:: WHAT THE TASK ASKS ::
How many lines of the entries below contain the word "plant"? Reply with the number alone.

(Point annotation dataset entries)
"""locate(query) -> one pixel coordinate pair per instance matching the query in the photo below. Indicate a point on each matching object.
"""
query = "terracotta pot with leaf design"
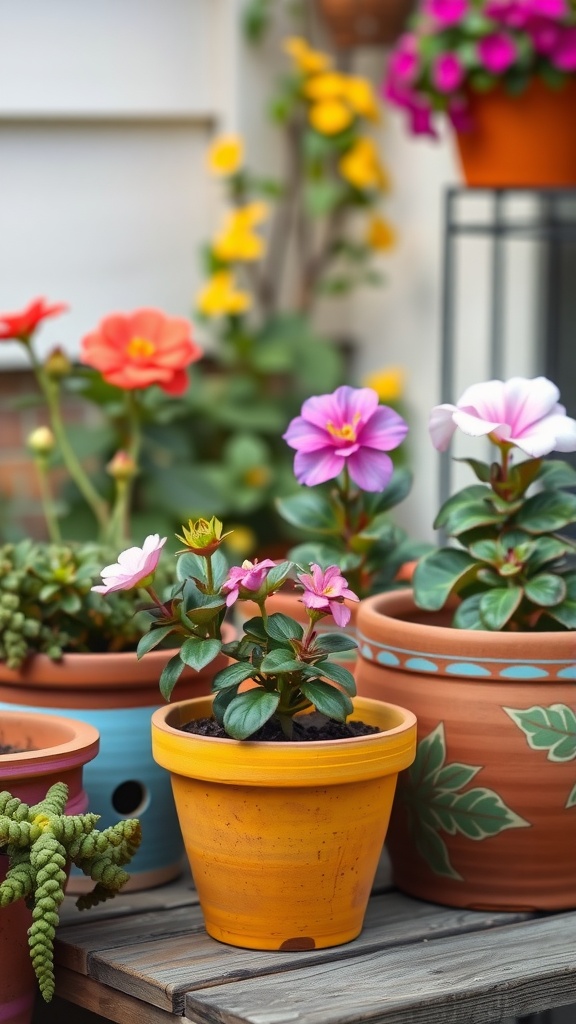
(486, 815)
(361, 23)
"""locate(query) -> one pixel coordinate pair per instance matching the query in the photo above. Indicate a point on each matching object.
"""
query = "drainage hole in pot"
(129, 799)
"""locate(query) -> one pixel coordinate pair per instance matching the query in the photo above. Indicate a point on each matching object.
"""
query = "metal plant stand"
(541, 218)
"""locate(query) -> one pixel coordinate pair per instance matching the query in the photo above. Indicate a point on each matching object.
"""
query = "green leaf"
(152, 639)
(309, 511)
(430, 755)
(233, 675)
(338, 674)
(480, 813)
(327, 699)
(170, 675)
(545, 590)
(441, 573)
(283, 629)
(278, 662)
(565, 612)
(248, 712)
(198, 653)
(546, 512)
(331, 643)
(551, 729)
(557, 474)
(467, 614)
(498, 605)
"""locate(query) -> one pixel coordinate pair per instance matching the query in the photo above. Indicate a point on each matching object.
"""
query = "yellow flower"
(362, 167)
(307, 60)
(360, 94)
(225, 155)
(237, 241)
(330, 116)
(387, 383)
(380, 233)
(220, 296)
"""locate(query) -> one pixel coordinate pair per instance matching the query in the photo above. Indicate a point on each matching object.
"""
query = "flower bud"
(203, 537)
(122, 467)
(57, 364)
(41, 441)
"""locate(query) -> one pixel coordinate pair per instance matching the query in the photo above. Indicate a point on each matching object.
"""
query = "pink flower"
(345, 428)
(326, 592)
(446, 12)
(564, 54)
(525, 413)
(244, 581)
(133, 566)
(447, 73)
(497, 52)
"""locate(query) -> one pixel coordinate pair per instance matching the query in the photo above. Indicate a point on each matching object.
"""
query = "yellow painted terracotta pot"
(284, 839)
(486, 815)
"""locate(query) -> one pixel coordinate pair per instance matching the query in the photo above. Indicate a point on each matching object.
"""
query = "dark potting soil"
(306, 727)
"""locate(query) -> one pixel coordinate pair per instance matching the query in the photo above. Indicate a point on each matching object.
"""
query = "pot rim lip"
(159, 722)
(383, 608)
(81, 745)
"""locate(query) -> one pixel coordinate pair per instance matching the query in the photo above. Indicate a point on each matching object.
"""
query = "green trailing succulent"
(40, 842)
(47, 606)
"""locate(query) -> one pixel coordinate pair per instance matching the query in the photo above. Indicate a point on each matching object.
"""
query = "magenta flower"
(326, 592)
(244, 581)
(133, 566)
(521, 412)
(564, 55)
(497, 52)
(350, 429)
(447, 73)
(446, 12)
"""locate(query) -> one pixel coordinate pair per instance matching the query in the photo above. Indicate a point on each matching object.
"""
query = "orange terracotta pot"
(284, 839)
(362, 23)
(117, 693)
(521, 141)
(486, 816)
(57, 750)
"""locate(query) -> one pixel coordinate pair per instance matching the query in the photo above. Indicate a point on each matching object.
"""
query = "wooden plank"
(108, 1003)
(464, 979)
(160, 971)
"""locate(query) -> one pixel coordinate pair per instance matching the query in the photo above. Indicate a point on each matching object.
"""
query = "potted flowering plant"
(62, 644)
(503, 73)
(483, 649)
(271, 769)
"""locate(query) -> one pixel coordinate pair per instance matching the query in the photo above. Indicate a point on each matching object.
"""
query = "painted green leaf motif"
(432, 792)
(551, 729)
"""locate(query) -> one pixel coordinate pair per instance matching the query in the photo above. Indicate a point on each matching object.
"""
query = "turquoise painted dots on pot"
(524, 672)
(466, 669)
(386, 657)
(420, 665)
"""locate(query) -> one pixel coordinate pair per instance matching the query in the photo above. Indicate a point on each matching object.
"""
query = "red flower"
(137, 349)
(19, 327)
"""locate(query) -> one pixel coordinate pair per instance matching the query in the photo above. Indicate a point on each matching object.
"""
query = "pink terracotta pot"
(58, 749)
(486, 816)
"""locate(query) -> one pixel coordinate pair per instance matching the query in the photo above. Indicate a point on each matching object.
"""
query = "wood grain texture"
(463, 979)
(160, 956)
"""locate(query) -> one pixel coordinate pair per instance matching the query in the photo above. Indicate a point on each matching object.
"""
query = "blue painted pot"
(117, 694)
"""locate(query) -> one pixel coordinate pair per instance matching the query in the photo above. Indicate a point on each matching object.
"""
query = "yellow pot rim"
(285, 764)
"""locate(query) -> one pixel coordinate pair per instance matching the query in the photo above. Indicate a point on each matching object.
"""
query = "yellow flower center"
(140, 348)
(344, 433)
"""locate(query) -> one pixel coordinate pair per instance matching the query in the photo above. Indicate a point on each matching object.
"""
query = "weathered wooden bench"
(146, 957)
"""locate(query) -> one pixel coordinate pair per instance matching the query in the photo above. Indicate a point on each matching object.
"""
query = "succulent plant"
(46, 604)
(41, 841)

:: ANSWER TO THE EXERCISE ::
3